**Written problem**:
List each line of the records below that contains the word "neon".

[Excerpts from point annotation records]

________________________

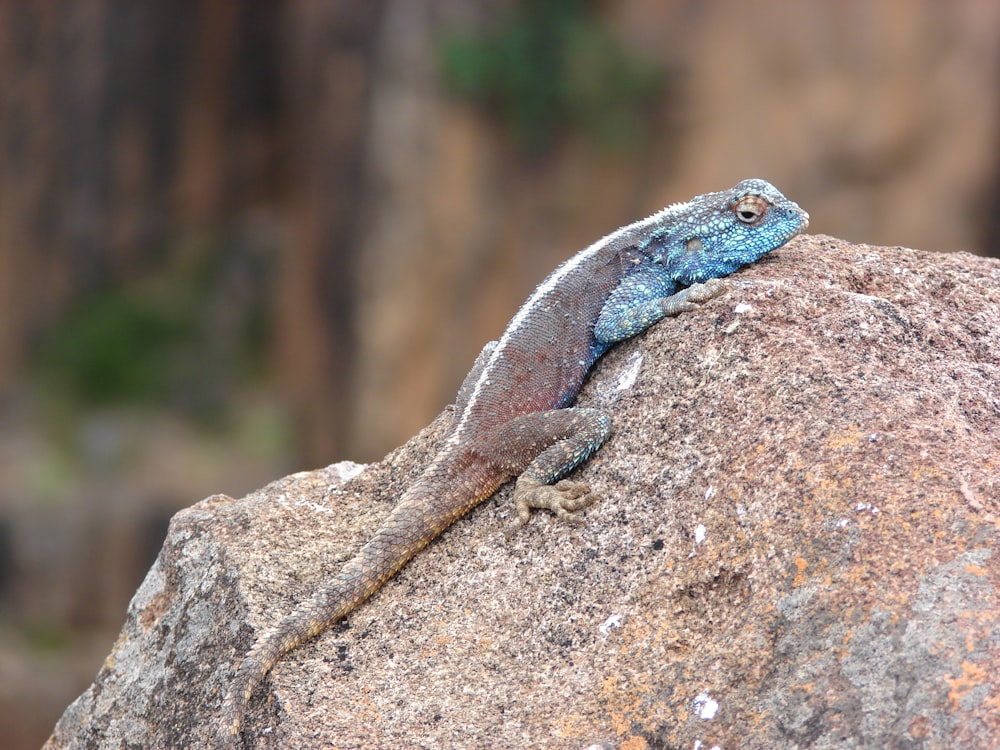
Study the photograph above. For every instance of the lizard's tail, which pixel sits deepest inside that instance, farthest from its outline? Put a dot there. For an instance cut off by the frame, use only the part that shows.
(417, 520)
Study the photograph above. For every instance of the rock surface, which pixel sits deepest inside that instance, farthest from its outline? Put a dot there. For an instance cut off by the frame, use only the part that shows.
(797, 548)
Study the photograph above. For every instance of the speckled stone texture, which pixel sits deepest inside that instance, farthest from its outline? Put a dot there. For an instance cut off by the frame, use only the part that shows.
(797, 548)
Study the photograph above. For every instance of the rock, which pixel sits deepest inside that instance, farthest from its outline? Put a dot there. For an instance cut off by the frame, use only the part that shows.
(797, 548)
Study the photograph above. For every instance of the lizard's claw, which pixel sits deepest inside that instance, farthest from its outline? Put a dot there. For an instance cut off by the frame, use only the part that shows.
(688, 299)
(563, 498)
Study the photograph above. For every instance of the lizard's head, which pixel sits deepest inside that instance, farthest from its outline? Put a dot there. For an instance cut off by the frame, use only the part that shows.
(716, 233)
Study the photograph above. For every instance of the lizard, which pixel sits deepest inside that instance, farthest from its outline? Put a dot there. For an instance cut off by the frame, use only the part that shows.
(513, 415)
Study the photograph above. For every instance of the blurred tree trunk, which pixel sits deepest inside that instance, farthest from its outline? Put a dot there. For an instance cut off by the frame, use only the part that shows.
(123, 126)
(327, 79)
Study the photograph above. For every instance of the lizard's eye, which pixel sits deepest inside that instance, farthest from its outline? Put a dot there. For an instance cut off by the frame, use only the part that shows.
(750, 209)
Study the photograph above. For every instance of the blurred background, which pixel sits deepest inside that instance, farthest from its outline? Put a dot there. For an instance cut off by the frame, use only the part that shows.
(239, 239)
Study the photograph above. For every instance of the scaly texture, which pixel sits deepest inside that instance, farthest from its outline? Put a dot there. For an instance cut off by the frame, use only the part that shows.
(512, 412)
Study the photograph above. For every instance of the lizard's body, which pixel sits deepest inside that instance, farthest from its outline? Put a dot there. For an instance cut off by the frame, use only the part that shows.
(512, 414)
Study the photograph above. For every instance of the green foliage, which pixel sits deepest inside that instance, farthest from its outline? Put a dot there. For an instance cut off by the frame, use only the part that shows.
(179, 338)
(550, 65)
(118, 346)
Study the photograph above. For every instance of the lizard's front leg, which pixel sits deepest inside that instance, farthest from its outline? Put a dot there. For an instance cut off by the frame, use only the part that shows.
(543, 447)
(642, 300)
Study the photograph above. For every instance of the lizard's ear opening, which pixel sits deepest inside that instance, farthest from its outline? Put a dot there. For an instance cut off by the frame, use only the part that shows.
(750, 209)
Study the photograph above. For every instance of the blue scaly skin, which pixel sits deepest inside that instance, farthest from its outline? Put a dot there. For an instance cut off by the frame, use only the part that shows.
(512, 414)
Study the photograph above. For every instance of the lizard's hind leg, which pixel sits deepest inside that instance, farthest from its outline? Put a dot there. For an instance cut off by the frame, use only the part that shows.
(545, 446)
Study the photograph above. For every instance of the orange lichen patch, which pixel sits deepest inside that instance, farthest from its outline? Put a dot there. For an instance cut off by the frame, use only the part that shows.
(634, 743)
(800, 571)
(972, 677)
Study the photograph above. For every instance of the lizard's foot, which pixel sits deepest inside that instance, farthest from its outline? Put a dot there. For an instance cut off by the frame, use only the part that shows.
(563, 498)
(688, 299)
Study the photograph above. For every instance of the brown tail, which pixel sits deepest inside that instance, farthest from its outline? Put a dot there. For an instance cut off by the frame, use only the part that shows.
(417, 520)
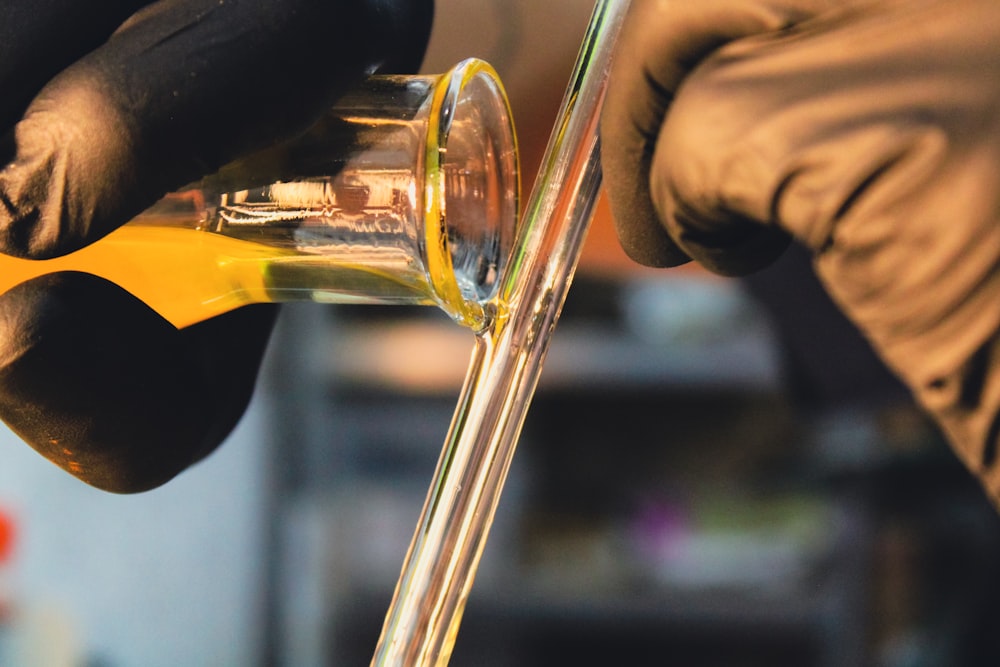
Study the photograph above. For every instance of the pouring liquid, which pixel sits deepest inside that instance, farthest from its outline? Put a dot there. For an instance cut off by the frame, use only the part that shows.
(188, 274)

________________________

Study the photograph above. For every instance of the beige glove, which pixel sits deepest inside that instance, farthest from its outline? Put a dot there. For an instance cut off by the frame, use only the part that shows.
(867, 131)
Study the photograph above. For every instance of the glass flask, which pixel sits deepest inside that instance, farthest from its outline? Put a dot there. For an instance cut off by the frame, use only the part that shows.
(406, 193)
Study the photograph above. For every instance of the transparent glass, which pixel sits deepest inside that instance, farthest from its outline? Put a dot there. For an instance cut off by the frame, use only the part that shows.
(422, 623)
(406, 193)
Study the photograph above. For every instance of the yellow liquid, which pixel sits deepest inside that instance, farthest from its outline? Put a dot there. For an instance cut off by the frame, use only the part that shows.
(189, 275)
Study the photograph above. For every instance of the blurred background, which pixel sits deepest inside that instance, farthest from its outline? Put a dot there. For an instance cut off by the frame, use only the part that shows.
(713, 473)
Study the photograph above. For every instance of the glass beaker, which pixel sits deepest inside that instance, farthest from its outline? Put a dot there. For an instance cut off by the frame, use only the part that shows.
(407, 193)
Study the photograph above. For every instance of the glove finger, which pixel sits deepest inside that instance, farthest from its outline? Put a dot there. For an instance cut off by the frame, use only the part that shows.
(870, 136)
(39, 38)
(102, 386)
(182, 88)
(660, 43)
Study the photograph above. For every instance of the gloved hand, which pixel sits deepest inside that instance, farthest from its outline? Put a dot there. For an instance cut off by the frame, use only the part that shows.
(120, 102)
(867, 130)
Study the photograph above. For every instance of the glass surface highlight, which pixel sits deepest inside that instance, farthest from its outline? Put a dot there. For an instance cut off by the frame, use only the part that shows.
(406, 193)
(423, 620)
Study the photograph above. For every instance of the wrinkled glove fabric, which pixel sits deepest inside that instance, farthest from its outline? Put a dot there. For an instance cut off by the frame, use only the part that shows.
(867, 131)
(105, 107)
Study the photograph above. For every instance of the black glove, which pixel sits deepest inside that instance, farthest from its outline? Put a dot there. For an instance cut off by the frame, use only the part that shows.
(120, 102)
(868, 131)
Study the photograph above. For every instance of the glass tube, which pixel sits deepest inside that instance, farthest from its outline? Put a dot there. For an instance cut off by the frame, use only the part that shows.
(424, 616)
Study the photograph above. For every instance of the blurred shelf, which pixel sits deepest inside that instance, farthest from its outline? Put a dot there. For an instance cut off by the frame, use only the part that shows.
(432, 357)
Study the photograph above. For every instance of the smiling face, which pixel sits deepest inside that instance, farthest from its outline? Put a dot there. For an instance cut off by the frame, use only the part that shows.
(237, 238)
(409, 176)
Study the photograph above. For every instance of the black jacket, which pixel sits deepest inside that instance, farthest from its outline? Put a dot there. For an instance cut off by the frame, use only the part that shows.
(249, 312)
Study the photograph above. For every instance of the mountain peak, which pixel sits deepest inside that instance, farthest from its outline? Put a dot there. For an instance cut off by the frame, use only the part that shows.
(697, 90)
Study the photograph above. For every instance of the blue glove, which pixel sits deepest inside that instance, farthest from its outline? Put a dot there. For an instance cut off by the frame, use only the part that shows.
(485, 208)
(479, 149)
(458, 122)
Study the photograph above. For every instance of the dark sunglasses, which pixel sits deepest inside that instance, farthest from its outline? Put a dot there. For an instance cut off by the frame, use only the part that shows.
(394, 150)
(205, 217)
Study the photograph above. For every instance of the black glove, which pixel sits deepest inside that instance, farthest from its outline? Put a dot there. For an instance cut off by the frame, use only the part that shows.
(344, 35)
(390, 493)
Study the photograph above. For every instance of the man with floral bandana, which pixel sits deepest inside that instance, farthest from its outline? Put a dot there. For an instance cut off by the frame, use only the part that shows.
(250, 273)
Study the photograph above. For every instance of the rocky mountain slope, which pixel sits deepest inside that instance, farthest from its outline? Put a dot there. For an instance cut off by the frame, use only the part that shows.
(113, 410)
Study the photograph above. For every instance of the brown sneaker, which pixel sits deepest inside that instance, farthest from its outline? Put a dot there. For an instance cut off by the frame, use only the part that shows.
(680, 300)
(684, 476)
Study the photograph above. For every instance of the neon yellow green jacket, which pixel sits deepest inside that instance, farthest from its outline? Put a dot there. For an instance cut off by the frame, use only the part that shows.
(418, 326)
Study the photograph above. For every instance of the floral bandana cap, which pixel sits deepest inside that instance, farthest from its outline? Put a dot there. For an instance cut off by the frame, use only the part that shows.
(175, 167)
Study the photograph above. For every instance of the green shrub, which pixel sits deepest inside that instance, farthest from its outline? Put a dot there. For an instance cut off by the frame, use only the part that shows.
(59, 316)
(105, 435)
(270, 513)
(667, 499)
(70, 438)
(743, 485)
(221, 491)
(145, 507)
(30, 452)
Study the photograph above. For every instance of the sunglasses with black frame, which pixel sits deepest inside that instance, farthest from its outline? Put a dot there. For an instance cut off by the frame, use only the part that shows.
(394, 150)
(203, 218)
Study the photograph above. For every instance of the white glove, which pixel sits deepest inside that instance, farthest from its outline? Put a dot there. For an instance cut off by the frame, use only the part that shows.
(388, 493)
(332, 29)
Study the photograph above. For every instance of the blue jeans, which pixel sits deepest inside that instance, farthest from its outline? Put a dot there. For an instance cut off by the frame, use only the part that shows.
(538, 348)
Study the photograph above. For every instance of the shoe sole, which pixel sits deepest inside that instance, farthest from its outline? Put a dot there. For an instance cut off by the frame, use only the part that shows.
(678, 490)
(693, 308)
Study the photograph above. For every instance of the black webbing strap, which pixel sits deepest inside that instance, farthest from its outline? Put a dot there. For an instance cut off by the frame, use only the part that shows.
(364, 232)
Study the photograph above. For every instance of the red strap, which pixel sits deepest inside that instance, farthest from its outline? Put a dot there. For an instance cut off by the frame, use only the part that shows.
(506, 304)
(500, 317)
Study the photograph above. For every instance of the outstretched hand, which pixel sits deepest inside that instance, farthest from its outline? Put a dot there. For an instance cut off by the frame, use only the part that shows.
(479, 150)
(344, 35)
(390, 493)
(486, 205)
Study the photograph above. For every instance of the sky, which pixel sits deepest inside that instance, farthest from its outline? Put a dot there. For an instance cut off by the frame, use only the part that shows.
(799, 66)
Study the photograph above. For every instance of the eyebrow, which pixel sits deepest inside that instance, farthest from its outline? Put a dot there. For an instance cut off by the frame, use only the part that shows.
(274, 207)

________________________

**Full solution**:
Study the photograph above. For every instance of the neon yellow green jacket, which pixel sits deepest inside that instance, farthest from its outline? Put a dot there. For an instance cut off by the frame, use only the part that shows.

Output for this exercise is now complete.